DA FARE – Riscrivi le righe a partire da quella che contiene "Please examine the image above and find the window." fino alla fine delle voci, sostituendo "balcony railing" con "iron railing" e lasciando invariato tutto il resto.

[Estratto del dataset]

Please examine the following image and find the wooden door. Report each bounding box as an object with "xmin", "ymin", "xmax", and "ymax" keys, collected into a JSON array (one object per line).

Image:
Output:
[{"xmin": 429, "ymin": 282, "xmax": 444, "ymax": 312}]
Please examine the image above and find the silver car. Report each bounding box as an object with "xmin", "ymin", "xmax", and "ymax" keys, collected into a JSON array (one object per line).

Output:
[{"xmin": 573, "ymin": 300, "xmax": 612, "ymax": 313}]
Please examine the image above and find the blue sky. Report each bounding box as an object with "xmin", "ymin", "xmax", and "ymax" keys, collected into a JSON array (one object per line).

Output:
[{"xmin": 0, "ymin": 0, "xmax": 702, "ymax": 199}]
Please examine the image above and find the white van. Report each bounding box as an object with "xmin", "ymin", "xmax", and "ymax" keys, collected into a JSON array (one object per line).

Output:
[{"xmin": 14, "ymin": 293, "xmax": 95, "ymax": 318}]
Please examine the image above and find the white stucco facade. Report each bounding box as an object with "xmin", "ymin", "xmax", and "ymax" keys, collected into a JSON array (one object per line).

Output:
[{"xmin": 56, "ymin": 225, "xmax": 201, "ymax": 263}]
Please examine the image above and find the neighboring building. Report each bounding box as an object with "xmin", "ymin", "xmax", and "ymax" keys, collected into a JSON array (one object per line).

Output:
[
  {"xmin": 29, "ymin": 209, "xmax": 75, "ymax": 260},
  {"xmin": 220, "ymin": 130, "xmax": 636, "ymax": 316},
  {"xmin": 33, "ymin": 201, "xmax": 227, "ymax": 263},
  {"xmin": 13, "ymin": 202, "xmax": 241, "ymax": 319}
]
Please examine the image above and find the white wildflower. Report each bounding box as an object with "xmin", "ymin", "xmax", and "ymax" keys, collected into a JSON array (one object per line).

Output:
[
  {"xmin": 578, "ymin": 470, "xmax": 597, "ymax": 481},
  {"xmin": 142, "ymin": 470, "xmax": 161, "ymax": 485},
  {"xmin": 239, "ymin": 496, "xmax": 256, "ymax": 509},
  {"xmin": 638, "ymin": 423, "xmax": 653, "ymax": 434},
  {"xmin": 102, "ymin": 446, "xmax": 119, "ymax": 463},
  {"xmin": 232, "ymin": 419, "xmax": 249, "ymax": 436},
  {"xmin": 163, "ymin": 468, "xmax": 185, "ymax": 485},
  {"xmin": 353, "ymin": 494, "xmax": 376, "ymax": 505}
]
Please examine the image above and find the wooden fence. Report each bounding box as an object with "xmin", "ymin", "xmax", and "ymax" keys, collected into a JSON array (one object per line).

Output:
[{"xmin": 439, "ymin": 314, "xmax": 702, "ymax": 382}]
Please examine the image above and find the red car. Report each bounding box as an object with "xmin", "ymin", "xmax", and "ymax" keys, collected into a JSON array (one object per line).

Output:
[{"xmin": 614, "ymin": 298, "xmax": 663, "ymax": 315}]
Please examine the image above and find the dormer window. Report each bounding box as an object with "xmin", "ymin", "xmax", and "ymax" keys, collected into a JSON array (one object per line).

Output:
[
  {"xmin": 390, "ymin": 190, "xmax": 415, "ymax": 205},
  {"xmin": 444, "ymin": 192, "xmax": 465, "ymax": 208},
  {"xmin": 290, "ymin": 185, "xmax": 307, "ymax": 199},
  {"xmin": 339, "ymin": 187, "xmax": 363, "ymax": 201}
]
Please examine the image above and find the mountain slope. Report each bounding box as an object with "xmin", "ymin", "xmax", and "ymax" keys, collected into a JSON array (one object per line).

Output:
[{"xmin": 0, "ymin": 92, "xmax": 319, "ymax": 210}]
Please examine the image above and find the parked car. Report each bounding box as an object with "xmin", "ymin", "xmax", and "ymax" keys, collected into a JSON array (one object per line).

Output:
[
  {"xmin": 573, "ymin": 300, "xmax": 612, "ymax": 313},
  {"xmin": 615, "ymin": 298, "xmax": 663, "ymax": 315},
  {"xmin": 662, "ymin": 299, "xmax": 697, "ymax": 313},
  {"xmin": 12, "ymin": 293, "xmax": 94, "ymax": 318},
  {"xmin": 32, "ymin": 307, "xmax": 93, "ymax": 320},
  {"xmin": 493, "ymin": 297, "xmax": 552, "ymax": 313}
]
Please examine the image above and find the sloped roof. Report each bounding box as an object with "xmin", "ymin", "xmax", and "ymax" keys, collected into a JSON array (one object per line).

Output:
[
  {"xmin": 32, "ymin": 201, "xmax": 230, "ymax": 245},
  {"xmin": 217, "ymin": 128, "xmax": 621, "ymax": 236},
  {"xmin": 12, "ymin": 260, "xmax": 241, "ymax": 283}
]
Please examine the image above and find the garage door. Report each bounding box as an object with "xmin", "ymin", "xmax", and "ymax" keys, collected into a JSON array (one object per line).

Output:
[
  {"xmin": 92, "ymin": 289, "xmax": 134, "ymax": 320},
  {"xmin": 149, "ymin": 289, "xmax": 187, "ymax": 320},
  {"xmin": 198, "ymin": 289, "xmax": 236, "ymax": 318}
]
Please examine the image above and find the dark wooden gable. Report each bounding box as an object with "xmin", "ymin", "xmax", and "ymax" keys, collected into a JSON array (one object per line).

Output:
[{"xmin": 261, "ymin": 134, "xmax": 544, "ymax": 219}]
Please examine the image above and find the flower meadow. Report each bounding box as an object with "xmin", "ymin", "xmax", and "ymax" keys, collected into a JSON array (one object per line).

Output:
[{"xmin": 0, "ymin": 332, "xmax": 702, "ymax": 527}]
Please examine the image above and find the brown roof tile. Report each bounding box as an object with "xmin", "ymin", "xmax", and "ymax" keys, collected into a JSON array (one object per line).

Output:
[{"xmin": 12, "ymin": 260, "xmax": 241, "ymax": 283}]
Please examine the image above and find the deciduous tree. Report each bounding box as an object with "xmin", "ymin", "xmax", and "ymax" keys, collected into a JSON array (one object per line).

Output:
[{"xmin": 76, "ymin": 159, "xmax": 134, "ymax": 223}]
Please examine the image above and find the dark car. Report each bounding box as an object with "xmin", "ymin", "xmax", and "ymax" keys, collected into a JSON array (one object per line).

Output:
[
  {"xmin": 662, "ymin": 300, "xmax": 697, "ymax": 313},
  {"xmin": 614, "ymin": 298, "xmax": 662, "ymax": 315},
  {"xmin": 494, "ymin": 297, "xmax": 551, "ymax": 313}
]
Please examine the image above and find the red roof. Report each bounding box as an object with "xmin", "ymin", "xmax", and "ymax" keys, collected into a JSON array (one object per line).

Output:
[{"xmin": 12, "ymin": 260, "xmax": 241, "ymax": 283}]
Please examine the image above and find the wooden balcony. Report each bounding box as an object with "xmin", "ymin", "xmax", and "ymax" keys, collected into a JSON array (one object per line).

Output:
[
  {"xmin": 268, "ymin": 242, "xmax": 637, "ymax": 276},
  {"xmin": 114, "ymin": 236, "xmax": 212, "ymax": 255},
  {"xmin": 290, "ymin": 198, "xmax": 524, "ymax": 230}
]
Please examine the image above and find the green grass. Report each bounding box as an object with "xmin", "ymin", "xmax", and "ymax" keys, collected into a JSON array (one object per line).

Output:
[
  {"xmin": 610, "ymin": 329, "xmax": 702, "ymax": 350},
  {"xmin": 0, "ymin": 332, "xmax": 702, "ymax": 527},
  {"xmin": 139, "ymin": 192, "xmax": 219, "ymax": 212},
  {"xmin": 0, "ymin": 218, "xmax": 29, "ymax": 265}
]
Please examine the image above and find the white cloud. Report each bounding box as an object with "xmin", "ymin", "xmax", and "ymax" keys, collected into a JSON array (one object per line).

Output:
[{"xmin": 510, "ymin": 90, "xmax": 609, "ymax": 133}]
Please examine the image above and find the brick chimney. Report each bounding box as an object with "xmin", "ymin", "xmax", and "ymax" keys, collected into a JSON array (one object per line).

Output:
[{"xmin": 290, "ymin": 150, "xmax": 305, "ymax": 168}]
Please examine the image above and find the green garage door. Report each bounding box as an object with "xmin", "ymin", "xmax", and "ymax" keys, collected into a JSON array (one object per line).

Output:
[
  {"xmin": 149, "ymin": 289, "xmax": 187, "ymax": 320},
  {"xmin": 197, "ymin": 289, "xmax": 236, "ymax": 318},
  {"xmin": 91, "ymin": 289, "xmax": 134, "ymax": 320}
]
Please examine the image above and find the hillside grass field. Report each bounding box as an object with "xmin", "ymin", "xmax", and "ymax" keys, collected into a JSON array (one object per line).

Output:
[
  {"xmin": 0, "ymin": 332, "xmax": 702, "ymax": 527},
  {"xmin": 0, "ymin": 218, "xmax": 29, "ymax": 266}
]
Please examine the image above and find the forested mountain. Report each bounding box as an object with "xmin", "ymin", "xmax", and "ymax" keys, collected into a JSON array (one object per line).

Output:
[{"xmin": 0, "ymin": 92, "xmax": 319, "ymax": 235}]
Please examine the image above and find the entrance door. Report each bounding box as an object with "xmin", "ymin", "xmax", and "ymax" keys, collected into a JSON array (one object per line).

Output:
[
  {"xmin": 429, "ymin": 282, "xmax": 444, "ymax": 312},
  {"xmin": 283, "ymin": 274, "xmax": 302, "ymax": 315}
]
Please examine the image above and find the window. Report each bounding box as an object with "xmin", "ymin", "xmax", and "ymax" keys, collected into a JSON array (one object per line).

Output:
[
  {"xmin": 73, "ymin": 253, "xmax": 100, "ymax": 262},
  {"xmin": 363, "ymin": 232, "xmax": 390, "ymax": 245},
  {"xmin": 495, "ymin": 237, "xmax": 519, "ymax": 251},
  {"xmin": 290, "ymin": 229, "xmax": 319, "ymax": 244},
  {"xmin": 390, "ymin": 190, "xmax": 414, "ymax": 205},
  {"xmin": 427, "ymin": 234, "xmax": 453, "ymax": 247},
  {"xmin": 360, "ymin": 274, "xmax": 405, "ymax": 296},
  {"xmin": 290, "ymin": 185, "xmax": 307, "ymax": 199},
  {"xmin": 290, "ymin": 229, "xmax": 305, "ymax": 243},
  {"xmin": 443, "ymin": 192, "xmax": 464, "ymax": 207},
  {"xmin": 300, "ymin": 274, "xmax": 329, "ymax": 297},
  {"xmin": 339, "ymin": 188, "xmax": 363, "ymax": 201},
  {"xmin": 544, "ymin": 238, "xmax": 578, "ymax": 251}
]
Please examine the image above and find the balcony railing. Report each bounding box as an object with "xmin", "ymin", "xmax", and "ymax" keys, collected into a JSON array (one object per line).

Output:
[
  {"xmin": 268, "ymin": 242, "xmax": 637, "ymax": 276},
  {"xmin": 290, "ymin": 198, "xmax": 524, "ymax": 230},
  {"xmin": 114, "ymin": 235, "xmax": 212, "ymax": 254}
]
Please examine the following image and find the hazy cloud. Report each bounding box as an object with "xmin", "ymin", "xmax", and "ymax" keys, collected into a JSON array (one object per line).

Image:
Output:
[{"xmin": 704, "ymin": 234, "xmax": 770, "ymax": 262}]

RISULTATO DELL'ESERCIZIO –
Please examine the image above and find the window. Report each bounding box as an object with "xmin", "ymin", "xmax", and "ymax" keys, collected into a JSON array (one object per line).

Output:
[
  {"xmin": 73, "ymin": 253, "xmax": 100, "ymax": 262},
  {"xmin": 363, "ymin": 232, "xmax": 390, "ymax": 245},
  {"xmin": 495, "ymin": 237, "xmax": 519, "ymax": 251},
  {"xmin": 290, "ymin": 229, "xmax": 319, "ymax": 244},
  {"xmin": 390, "ymin": 190, "xmax": 414, "ymax": 205},
  {"xmin": 427, "ymin": 234, "xmax": 453, "ymax": 247},
  {"xmin": 360, "ymin": 274, "xmax": 405, "ymax": 296},
  {"xmin": 290, "ymin": 185, "xmax": 307, "ymax": 199},
  {"xmin": 290, "ymin": 229, "xmax": 305, "ymax": 243},
  {"xmin": 443, "ymin": 192, "xmax": 464, "ymax": 207},
  {"xmin": 300, "ymin": 274, "xmax": 329, "ymax": 297},
  {"xmin": 339, "ymin": 188, "xmax": 363, "ymax": 201},
  {"xmin": 544, "ymin": 238, "xmax": 578, "ymax": 251}
]
Please examine the image above and find the iron railing. Report each bounding box as an object with "xmin", "ymin", "xmax", and "ymax" keys, collected into a JSON array (one object per line).

Output:
[
  {"xmin": 268, "ymin": 242, "xmax": 637, "ymax": 276},
  {"xmin": 290, "ymin": 198, "xmax": 524, "ymax": 230},
  {"xmin": 114, "ymin": 235, "xmax": 212, "ymax": 254}
]
Please examine the following image and find the hazy cloud. Report each bounding box as an object with "xmin", "ymin", "xmax", and "ymax" keys, collected into a JSON array (one object per line).

Image:
Output:
[{"xmin": 704, "ymin": 234, "xmax": 770, "ymax": 262}]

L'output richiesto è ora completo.